■ AIM OF THE TASK
Each record should be written out exactly as given.

■ Point-per-instance localization data
⁂
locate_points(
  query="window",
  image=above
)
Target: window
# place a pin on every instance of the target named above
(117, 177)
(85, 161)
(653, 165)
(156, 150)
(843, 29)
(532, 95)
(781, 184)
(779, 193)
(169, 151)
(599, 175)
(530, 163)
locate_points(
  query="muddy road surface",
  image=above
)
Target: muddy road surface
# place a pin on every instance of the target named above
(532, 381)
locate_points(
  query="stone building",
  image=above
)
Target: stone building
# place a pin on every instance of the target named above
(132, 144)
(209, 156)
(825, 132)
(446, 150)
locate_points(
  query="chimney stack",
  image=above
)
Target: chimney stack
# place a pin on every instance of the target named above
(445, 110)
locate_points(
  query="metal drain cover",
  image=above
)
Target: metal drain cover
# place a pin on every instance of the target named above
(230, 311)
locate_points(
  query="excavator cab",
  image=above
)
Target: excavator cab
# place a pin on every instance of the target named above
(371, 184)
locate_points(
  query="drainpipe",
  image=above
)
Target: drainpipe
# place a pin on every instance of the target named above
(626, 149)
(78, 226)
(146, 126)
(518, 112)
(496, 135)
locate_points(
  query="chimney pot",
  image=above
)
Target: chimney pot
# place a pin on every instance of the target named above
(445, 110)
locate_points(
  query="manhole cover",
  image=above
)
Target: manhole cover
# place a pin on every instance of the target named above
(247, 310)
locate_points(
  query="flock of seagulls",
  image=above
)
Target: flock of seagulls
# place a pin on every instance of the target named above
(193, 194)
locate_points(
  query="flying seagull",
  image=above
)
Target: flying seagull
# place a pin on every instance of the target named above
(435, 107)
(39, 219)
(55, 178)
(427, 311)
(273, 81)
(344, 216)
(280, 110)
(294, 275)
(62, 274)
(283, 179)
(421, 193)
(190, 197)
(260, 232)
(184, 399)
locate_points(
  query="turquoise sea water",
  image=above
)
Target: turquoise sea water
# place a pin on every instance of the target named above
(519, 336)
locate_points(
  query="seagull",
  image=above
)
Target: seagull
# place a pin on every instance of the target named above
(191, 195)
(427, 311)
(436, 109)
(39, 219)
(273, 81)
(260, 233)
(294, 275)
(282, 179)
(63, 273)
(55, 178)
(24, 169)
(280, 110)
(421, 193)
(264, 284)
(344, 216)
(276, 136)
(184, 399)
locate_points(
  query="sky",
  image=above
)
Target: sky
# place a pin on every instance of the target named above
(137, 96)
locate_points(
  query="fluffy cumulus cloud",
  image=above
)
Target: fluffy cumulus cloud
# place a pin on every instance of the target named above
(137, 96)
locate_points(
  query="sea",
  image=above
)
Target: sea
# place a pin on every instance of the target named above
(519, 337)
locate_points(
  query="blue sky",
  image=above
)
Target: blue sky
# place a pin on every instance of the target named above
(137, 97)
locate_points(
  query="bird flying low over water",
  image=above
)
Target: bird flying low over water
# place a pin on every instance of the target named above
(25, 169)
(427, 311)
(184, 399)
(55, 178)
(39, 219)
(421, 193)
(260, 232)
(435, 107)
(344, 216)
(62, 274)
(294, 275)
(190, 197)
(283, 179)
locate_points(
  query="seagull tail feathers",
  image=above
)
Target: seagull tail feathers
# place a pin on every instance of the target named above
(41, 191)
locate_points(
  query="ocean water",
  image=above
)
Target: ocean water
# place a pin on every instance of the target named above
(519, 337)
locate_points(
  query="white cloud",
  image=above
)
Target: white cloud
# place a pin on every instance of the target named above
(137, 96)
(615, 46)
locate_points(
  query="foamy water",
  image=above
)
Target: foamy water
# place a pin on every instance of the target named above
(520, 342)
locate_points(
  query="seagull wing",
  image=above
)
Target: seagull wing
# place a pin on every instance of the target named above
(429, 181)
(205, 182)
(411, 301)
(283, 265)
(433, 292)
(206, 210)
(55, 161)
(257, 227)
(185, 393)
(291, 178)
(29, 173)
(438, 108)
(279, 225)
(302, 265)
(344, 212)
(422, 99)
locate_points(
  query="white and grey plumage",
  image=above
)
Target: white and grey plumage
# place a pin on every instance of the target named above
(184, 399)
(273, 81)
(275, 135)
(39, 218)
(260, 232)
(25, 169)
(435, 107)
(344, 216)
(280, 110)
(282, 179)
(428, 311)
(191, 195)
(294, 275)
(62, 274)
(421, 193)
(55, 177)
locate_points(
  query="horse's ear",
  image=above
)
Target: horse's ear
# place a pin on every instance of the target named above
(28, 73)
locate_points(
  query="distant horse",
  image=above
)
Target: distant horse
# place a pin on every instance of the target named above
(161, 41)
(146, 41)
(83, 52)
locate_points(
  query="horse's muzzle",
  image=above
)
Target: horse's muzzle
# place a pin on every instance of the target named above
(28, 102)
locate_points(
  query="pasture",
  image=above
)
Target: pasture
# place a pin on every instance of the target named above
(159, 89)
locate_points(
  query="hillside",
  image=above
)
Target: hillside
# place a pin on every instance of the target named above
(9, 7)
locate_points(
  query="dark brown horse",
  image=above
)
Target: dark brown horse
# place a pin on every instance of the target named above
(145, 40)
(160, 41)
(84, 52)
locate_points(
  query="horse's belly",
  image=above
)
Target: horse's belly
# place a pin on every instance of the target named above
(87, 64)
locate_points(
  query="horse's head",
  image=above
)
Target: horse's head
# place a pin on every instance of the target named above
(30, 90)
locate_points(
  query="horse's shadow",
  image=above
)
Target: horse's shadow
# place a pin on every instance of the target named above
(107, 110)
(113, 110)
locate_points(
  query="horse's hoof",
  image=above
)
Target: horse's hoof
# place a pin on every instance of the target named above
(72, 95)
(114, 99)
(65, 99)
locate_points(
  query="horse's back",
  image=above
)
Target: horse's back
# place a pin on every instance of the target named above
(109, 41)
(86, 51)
⁂
■ EXERCISE SOLUTION
locate_points(
  query="window",
  image=above
)
Target: window
# place a pin on every instance of the target named above
(117, 177)
(85, 161)
(653, 165)
(156, 150)
(843, 29)
(532, 95)
(781, 184)
(779, 193)
(169, 151)
(599, 175)
(530, 163)
locate_points(
  query="muddy road surface",
  image=above
)
Target: muddy road surface
# place a pin on every instance of the target named above
(532, 381)
locate_points(
  query="stone building",
  image=above
)
Target: stone building
# place a pin on every instance of the target named above
(132, 144)
(209, 156)
(825, 132)
(446, 150)
locate_points(
  query="chimney stack",
  image=above
)
Target: chimney stack
# place a pin on every instance of the target named above
(445, 110)
locate_points(
  query="metal drain cover",
  image=above
)
Target: metal drain cover
# place a pin on every instance of the target named above
(230, 311)
locate_points(
  query="excavator cab",
  image=above
)
Target: excavator cab
# place a pin on every instance of the target named above
(371, 184)
locate_points(
  query="drainpipe",
  image=above
)
Target: drainpipe
# place a pin on every instance of the target named above
(626, 149)
(78, 226)
(146, 126)
(518, 112)
(496, 135)
locate_points(
  query="chimney pot",
  image=above
)
Target: chimney pot
# place a pin on every instance of the target named above
(445, 110)
locate_points(
  query="manhole cover",
  image=above
)
Target: manhole cover
# place a pin on every instance of the target named above
(247, 310)
locate_points(
  query="flock of seagulls",
  image=above
)
Target: flock of seagulls
# place a pin on every instance of the target named above
(193, 194)
locate_points(
  query="flying seagull",
  image=above
)
Target: flying seagull
# place a pin on every instance of the target named above
(435, 107)
(39, 219)
(55, 178)
(427, 311)
(273, 81)
(344, 216)
(280, 110)
(294, 275)
(62, 274)
(283, 179)
(421, 193)
(190, 197)
(260, 232)
(184, 399)
locate_points(
  query="turquoise sea water",
  image=above
)
Target: turquoise sea water
# place a pin on every instance of the target named above
(519, 336)
locate_points(
  query="seagull",
  image=above
)
Target: seagull
# place a pin on every instance of the target named above
(191, 195)
(427, 311)
(436, 109)
(39, 219)
(273, 81)
(260, 233)
(294, 275)
(282, 179)
(63, 273)
(55, 178)
(24, 169)
(280, 110)
(421, 193)
(264, 284)
(344, 216)
(276, 136)
(184, 399)
locate_points(
  query="sky",
  image=above
)
Target: sky
# place a pin on every instance of the target named above
(137, 96)
locate_points(
  query="fluffy cumulus cloud",
  image=above
)
Target: fluffy cumulus cloud
# place a pin on every instance of the target named above
(137, 96)
locate_points(
  query="sea",
  image=above
)
Target: sea
# place a pin on every instance of the target named above
(519, 337)
locate_points(
  query="blue sky",
  image=above
)
Target: blue sky
# place a pin on every instance of the target named above
(137, 97)
locate_points(
  query="bird flying low over water",
  image=above
)
Target: bird flying low over water
# place a pin on every instance of the target named above
(25, 169)
(427, 311)
(184, 399)
(55, 178)
(39, 219)
(421, 193)
(260, 232)
(435, 107)
(344, 216)
(62, 274)
(294, 275)
(190, 197)
(283, 179)
locate_points(
  query="seagull tail feathers",
  image=above
)
Target: seagull tail feathers
# place a pin on every instance of the target named above
(41, 191)
locate_points(
  query="ocean water",
  image=above
)
Target: ocean water
# place a pin on every instance of the target named above
(519, 337)
locate_points(
  query="white cloud",
  image=above
)
Target: white cloud
# place a pin on every instance of the target named above
(137, 96)
(615, 46)
locate_points(
  query="foamy water",
  image=above
)
Target: foamy water
# place a pin on every instance of the target named above
(520, 342)
locate_points(
  query="seagull wing",
  image=above
)
Target: seagull wing
# place a pin on every instance of the target named above
(429, 181)
(205, 182)
(411, 301)
(283, 265)
(433, 292)
(206, 210)
(55, 161)
(257, 227)
(185, 393)
(291, 178)
(29, 173)
(438, 108)
(279, 225)
(302, 265)
(344, 212)
(422, 99)
locate_points(
  query="white and grey plumage",
  image=above
)
Target: white and grey plumage
# place a pin on every instance of the target named above
(184, 399)
(273, 81)
(275, 135)
(39, 218)
(260, 232)
(25, 169)
(435, 107)
(344, 216)
(280, 110)
(282, 179)
(428, 311)
(191, 195)
(294, 275)
(62, 274)
(421, 193)
(55, 177)
locate_points(
  query="horse's ear",
  image=above
)
Target: horse's ear
# place a pin on every instance of the target named above
(28, 73)
locate_points(
  query="distant horse",
  image=above
)
Target: distant horse
# place a pin on every instance of the target named above
(161, 41)
(146, 41)
(83, 52)
locate_points(
  query="horse's muzzle",
  image=above
)
Target: horse's muzzle
# place a pin on every instance of the target named above
(28, 102)
locate_points(
  query="pasture",
  image=above
)
Target: pasture
# place a pin on every instance of the target named above
(159, 89)
locate_points(
  query="hillside",
  image=above
)
Target: hillside
# place a pin on every instance of the target named above
(9, 7)
locate_points(
  query="dark brown horse",
  image=above
)
Target: dark brown horse
# place a pin on every instance of the target named above
(145, 40)
(160, 41)
(84, 52)
locate_points(
  query="horse's belly",
  image=above
)
Target: horse's belly
# place a pin on every instance of the target named above
(87, 64)
locate_points(
  query="horse's head",
  image=above
)
Target: horse's head
# place a pin on every instance of the target named above
(30, 90)
locate_points(
  query="horse's shadow",
  image=above
)
Target: horse's shadow
# place a pin on every instance of the target named above
(107, 110)
(113, 110)
locate_points(
  query="horse's hoof",
  image=above
)
Target: horse's hoof
# place a pin on every instance of the target named above
(72, 95)
(114, 99)
(65, 99)
locate_points(
  query="horse's back",
  image=above
)
Target: horse's back
# place a pin on every instance of the target named above
(109, 41)
(86, 51)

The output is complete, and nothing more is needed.